(AVAILABLE DATA)

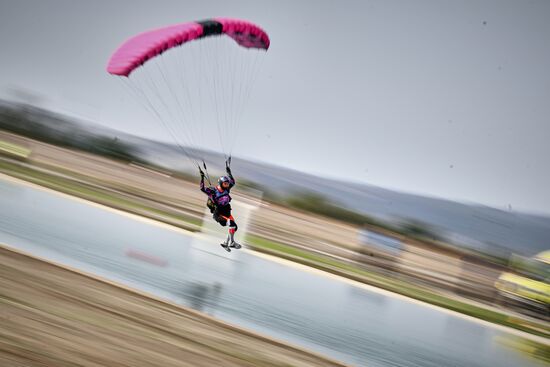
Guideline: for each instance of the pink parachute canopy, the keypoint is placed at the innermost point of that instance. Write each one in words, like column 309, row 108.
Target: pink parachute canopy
column 138, row 49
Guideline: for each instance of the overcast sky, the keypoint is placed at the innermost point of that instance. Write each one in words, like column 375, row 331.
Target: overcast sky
column 443, row 98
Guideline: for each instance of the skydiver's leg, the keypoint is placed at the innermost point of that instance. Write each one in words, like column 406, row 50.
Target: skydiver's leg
column 232, row 229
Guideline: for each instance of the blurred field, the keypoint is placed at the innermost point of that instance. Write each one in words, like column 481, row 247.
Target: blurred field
column 432, row 273
column 54, row 316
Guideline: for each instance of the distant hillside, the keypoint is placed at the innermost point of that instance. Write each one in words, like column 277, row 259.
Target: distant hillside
column 472, row 225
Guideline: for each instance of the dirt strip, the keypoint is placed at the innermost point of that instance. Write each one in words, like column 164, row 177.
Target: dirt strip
column 53, row 315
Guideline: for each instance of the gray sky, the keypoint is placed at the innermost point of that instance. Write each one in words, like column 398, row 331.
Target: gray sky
column 443, row 98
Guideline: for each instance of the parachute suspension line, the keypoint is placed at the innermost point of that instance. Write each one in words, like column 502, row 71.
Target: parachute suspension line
column 140, row 95
column 254, row 74
column 213, row 89
column 180, row 123
column 170, row 115
column 182, row 74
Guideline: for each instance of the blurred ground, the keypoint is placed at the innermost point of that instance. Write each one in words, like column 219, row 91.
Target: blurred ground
column 432, row 273
column 54, row 316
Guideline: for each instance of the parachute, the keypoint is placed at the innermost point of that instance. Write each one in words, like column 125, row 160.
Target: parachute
column 196, row 78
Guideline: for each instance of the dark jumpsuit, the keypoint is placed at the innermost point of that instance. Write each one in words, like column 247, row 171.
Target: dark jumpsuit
column 220, row 198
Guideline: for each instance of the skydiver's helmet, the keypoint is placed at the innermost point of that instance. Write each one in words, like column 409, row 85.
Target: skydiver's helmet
column 222, row 180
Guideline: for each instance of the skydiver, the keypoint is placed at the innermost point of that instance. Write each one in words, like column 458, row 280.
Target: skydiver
column 218, row 203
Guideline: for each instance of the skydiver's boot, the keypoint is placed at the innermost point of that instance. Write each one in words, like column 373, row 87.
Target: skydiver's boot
column 231, row 238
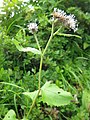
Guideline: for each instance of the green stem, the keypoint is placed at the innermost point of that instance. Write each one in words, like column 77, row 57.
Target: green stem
column 39, row 86
column 51, row 36
column 33, row 103
column 37, row 42
column 40, row 68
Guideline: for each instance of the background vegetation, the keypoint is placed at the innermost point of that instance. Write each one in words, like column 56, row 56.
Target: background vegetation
column 67, row 62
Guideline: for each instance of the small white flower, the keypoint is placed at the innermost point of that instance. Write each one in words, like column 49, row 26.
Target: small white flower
column 33, row 27
column 31, row 7
column 67, row 20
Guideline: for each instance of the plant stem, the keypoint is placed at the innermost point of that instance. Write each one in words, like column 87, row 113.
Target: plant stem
column 33, row 103
column 49, row 39
column 37, row 42
column 40, row 68
column 39, row 86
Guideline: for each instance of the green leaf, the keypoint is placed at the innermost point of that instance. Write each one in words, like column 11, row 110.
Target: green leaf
column 27, row 49
column 53, row 95
column 68, row 35
column 31, row 95
column 10, row 115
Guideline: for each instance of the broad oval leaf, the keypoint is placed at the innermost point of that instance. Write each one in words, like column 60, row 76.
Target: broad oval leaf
column 31, row 95
column 54, row 96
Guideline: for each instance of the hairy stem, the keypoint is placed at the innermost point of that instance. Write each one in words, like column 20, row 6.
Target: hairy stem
column 51, row 36
column 37, row 42
column 39, row 86
column 40, row 68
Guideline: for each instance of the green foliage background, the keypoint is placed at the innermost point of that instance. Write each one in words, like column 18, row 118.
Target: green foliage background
column 67, row 62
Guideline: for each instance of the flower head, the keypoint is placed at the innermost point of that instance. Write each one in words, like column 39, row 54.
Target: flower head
column 33, row 27
column 67, row 20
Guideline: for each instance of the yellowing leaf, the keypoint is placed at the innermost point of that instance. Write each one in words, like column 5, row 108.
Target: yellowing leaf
column 54, row 96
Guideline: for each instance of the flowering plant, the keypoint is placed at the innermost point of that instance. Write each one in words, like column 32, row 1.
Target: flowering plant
column 49, row 92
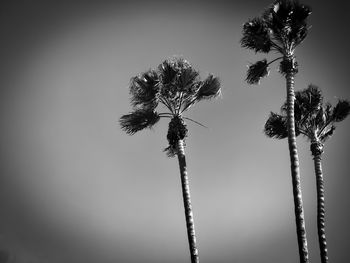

(End AVAILABLE DATA)

* [WORK ITEM] Where pictures appear in the records, leave them out; output everything else exactly.

* [OUTPUT OF THE EXERCISE]
Guideline: for each instance of the pink parachute canopy, the keypoint is placed at the innermost point of that instance. Write each one in words, like column 309, row 108.
Target: pink parachute canopy
column 138, row 49
Guideline: for each instance of the overcast sky, the keypoint is placed at the innermost point of that instance. Write each one in words, like column 375, row 331.
Target: overcast sky
column 443, row 98
Guideline: for each instance of the skydiver's leg, the keypoint is placed at the innermost point of that instance. Write each one in words, like column 406, row 50.
Target: skydiver's leg
column 232, row 229
Guideline: for each instance of the blurred field, the keypoint is placed at the innermost point of that instance. Write each one in words, like column 481, row 247.
Target: blurred field
column 432, row 273
column 54, row 316
Guideline: for each instance of the distant hillside, the keypoint is placed at the innermost point of that instance. Write each one in words, like column 277, row 259.
Target: distant hillside
column 472, row 225
Guideline: for each instance of the dirt strip, the keypoint is placed at the innermost point of that instance. Write each one in words, like column 164, row 177.
Target: dirt strip
column 53, row 315
Guideline: for each instance of the gray sky, the keypoint is placed at the innermost point of that instance. Write each one in words, like column 398, row 331.
Target: gray sky
column 443, row 98
Guideline: for each instance of the parachute suspension line, the keypoint is placed at the innermost point of that instance. Write each one in words, like column 502, row 71.
Target: parachute suspension line
column 140, row 95
column 254, row 74
column 213, row 89
column 180, row 123
column 170, row 115
column 182, row 74
Guideline: for each instance of the blurred ground, the keypoint is placed at the innermost point of that instance. Write each one in words, like column 219, row 91.
Target: blurred ground
column 432, row 273
column 54, row 316
Guideline: for each instance of the parachute, the keypoint is placed at the innermost point of that instance. Write each one in words, like column 125, row 160.
Target: parachute
column 196, row 78
Guideline: for each instance of the dark jumpsuit, the keypoint is placed at the innermost point of that instance. Write each one in words, like column 247, row 171.
Target: dark jumpsuit
column 220, row 198
Guideline: for each instance of the skydiver's helmet, the keypoint is placed at the innermost point of that instance. Write each one in words, like column 409, row 85.
Target: skydiver's helmet
column 222, row 180
Guideline: for each instance of the skydiver, the keypoint is placed at the innermost point of that instance. Write each one in words, like column 458, row 280.
Target: skydiver
column 218, row 203
Guideline: for each instance of the skydiver's boot, the keypoint is placed at the innermost point of that instance. Write each one in words, like column 373, row 87.
Target: skydiver's boot
column 231, row 238
Guideline: for each instance of the green stem, the keypoint is placed at the innermost point of that instance. Write each one in words, like column 77, row 57.
Target: green stem
column 39, row 86
column 51, row 36
column 33, row 103
column 37, row 42
column 40, row 68
Guideline: for each instance of the background vegetation, the keypoint is placed at the innermost point of that instance. Write each one in words, like column 56, row 56.
Target: background vegetation
column 67, row 62
Guideline: for each instance of the small white flower, the keypoint is placed at the innermost point of that instance. Write each one in words, like column 49, row 26.
Target: small white flower
column 33, row 27
column 31, row 7
column 67, row 20
Guideline: for each instance of the plant stem, the keypoint is placed at the innermost point of that instance. Write each one in words, like column 87, row 113.
Target: plant stem
column 33, row 103
column 49, row 39
column 37, row 42
column 40, row 68
column 39, row 86
Guideline: for each instance of the green leaf, the keypoint is placed at the innermost point of that instance. Write each one in words, like column 11, row 110.
Target: green leaf
column 27, row 49
column 53, row 95
column 68, row 35
column 31, row 95
column 10, row 115
Guideline: for each instance of the broad oval leaf, the keypoint is placed at the innermost point of that instance. Write each one in words, like column 60, row 76.
Target: broad oval leaf
column 31, row 95
column 54, row 96
Guideline: for each instance of the hairy stem, the keypoint is placed at the innermost point of that instance. Write each one in words, like column 20, row 6.
Target: hairy stem
column 51, row 36
column 37, row 42
column 39, row 86
column 40, row 68
Guideline: for each instance of the green foliage background, the keypoint is placed at the innermost point of that instance. Write each one in words, like column 18, row 118.
Target: green foliage background
column 67, row 62
Guideline: for each instance of the flower head, the keypoint is placed at the innermost point of that instance. Write each one in words, like column 39, row 54.
Target: flower head
column 33, row 27
column 67, row 20
Guideline: for each instance of the yellowing leaf, the keypoint is placed at the innermost point of that instance. Write each one in words, like column 5, row 108.
Target: yellowing leaf
column 54, row 96
Guideline: for each instance of the flowering plant, the keypoint is placed at the innermost point of that instance. Write each one in words, like column 32, row 1.
Target: flowering plant
column 49, row 92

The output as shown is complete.